Referring expression pointing data:

((

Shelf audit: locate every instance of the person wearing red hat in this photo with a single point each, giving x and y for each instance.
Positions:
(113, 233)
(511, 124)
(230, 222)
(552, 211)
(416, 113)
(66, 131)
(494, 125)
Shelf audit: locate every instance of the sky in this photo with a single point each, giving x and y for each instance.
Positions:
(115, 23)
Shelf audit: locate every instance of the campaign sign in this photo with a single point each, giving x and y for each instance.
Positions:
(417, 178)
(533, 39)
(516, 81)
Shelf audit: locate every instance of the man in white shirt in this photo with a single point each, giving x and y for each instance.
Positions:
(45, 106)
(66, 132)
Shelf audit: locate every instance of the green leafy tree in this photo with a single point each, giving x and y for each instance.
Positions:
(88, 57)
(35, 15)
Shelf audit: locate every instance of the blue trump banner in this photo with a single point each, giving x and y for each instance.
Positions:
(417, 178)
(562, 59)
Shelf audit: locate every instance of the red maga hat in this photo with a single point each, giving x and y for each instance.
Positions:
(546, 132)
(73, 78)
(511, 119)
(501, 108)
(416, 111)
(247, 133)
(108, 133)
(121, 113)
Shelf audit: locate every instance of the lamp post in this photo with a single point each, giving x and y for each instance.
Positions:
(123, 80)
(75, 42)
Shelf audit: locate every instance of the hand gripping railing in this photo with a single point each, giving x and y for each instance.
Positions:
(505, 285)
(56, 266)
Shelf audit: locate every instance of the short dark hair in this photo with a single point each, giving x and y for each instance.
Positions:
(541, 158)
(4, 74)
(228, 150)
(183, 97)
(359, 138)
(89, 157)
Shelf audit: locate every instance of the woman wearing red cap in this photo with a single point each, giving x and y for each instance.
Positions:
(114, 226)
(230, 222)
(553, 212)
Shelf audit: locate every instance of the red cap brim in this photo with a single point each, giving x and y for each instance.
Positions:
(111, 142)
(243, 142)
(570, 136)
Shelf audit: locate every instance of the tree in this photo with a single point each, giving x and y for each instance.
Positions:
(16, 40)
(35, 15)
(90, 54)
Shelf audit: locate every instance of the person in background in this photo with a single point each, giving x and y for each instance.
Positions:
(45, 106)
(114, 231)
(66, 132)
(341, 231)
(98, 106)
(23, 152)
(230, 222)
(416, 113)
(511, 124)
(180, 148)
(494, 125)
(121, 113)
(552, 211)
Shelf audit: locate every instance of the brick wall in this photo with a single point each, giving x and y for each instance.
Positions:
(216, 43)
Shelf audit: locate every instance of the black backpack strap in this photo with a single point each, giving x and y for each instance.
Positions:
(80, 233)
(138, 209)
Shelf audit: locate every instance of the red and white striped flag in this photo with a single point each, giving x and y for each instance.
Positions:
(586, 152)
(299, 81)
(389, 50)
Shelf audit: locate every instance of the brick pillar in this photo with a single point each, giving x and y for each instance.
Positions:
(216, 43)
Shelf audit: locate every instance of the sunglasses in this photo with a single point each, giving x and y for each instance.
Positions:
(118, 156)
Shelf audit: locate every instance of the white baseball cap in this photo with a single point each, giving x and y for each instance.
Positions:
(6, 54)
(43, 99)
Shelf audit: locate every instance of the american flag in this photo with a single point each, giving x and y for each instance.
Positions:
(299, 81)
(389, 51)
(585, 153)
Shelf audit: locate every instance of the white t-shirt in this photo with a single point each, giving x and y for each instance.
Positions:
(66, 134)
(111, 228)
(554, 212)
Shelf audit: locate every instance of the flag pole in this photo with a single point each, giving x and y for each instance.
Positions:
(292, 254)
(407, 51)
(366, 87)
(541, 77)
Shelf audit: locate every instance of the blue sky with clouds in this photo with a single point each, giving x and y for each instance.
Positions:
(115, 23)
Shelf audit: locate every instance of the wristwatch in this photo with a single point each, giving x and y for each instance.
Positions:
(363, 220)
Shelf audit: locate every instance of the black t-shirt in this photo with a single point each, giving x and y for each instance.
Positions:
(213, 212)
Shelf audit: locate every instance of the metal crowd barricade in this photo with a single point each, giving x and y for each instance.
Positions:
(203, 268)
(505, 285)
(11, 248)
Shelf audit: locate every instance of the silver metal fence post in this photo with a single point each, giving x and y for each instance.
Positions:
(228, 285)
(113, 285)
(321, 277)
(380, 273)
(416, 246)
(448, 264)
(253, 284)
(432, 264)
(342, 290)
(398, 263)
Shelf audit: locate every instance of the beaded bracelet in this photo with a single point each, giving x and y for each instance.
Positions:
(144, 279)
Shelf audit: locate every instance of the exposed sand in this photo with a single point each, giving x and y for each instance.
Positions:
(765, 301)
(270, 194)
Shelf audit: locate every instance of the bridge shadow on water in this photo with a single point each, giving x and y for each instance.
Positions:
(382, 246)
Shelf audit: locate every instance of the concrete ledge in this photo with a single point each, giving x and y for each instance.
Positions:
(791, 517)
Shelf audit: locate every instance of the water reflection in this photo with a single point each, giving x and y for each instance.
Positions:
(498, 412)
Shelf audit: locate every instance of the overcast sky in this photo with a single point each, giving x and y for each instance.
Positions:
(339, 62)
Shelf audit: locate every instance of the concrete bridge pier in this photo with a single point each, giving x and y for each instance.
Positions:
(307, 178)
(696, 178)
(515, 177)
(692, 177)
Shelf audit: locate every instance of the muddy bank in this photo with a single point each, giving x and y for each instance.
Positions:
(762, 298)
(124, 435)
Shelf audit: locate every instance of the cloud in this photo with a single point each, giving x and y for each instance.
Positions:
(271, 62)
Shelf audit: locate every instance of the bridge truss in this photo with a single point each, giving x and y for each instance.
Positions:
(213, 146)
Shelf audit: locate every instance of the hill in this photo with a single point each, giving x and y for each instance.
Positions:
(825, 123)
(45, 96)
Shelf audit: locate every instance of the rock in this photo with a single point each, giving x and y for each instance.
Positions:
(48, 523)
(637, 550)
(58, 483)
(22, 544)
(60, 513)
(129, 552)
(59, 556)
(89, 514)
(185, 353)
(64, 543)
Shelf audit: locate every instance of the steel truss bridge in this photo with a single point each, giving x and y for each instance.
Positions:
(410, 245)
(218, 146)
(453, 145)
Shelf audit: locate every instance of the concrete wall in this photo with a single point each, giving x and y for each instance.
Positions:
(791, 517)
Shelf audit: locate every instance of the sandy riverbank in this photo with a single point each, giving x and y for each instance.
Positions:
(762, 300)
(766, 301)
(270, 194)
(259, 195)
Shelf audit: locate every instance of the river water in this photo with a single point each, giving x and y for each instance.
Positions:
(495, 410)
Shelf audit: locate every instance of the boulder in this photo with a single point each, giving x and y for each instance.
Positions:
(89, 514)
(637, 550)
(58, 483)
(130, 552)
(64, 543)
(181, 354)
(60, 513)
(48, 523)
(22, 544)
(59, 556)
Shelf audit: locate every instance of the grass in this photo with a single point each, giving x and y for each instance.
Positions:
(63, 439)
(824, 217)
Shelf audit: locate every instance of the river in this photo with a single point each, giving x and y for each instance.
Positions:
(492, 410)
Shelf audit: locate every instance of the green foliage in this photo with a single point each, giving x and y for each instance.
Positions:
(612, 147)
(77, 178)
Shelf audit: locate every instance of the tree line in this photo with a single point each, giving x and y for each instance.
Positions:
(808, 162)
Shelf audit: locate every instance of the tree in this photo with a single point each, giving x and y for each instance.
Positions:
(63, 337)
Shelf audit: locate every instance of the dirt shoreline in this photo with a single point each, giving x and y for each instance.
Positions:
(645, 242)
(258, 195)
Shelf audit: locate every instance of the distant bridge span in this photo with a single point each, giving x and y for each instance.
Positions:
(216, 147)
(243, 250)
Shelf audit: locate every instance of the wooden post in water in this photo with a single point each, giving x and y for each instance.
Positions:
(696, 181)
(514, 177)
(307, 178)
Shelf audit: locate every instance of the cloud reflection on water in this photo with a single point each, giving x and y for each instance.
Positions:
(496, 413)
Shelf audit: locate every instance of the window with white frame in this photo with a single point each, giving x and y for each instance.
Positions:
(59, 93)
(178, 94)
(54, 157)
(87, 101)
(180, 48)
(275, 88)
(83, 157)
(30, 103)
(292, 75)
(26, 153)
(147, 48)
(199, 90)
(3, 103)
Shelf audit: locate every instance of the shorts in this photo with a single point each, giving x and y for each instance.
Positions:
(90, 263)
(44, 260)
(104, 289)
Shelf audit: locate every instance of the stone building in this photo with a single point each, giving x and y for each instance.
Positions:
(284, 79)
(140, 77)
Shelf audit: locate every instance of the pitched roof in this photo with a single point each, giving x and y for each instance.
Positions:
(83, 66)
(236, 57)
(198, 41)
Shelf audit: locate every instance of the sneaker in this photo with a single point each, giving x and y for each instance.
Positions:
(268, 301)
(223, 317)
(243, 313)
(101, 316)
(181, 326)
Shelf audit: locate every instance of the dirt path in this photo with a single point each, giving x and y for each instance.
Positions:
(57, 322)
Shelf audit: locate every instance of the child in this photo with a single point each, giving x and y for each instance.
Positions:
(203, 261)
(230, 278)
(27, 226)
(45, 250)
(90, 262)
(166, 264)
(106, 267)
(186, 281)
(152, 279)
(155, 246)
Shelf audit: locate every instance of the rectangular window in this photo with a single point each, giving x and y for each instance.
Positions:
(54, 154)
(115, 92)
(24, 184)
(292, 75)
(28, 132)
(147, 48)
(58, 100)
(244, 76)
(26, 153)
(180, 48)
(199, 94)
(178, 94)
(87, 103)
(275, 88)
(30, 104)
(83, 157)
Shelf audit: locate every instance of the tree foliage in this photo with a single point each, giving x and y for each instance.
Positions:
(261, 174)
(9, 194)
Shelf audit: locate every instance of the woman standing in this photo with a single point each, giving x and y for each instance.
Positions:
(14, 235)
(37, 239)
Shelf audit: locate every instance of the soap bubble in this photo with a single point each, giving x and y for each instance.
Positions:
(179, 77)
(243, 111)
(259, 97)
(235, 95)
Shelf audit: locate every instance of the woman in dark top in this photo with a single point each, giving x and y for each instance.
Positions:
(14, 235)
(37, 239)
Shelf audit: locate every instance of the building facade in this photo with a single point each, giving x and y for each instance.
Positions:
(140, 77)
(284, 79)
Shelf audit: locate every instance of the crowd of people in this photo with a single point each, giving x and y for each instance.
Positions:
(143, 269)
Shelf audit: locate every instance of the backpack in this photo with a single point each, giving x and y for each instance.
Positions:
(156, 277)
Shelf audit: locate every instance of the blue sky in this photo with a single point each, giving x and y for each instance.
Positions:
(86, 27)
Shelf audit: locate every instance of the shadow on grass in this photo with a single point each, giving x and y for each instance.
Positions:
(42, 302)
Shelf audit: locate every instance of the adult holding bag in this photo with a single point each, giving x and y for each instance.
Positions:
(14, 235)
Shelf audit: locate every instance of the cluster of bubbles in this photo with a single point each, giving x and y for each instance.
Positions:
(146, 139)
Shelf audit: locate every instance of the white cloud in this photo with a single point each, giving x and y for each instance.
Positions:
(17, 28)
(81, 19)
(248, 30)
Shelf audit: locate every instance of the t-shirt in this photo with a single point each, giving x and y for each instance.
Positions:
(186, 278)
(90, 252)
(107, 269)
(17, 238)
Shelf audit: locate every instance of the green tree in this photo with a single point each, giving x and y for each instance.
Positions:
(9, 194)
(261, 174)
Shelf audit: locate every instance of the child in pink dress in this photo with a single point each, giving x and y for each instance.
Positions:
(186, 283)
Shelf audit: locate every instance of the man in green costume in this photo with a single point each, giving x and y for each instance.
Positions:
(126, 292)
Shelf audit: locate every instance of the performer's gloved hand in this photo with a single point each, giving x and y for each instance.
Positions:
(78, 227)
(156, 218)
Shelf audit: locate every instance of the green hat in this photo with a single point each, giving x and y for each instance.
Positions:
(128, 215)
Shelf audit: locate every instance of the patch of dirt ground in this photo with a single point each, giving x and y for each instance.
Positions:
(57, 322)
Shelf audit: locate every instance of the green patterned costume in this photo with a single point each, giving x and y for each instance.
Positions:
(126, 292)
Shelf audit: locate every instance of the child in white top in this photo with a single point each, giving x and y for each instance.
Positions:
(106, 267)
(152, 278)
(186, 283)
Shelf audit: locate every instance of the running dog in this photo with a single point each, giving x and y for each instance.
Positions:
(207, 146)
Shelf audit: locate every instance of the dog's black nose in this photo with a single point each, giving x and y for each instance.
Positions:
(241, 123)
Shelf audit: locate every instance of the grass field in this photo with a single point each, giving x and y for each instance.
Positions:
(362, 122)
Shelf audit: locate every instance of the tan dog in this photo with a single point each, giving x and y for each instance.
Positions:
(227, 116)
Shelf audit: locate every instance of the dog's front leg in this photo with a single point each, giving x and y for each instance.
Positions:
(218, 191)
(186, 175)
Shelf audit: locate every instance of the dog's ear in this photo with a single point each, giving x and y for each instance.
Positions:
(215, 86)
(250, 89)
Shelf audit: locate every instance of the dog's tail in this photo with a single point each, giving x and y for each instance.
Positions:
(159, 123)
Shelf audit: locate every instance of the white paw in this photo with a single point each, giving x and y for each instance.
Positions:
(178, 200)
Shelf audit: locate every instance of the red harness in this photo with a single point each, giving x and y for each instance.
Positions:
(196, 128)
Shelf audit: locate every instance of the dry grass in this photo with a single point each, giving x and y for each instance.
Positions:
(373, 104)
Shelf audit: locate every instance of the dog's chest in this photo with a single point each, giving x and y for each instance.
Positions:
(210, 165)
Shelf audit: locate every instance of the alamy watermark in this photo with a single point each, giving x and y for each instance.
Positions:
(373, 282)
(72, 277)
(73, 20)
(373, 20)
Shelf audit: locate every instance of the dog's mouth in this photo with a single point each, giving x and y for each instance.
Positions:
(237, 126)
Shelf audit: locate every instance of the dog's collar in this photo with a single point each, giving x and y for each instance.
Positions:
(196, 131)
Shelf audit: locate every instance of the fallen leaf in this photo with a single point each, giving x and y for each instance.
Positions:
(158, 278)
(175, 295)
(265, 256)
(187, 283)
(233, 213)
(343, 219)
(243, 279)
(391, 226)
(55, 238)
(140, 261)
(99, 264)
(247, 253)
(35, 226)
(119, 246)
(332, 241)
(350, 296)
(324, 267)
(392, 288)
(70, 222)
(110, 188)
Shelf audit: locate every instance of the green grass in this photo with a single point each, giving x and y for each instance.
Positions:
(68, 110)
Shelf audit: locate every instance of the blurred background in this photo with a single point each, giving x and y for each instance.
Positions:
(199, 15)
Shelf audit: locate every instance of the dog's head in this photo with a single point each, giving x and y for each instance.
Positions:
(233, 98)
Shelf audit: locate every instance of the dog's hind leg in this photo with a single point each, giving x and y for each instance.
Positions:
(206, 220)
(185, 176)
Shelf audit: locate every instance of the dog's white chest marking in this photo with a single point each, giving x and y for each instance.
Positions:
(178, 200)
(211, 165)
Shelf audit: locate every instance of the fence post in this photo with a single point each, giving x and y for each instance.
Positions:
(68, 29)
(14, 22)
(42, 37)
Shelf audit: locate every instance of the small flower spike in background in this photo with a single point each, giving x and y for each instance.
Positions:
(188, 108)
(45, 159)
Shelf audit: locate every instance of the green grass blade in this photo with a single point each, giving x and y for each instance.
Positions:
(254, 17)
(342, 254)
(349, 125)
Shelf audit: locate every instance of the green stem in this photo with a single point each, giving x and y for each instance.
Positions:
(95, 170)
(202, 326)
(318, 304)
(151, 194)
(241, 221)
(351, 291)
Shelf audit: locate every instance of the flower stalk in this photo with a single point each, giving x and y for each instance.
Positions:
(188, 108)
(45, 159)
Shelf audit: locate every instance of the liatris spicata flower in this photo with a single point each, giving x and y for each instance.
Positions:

))

Please write out exactly the lines from the start of the data through the line that contains "Shelf audit: locate every instance of the campaign", both ends included, and nothing else.

_RESULT OF THIS EXERCISE_
Shelf audit: locate every instance of the person wearing red hat in this photo with a single point each, giving x and y for each instance.
Positions:
(113, 233)
(511, 124)
(230, 222)
(552, 211)
(416, 113)
(66, 131)
(494, 125)
Shelf audit: locate every instance of the sky in this photo with a single point each, giving x and y for each instance.
Positions:
(115, 23)
Shelf audit: locate every instance of the campaign sign in this photo with a single point each, giving x and y for each instance.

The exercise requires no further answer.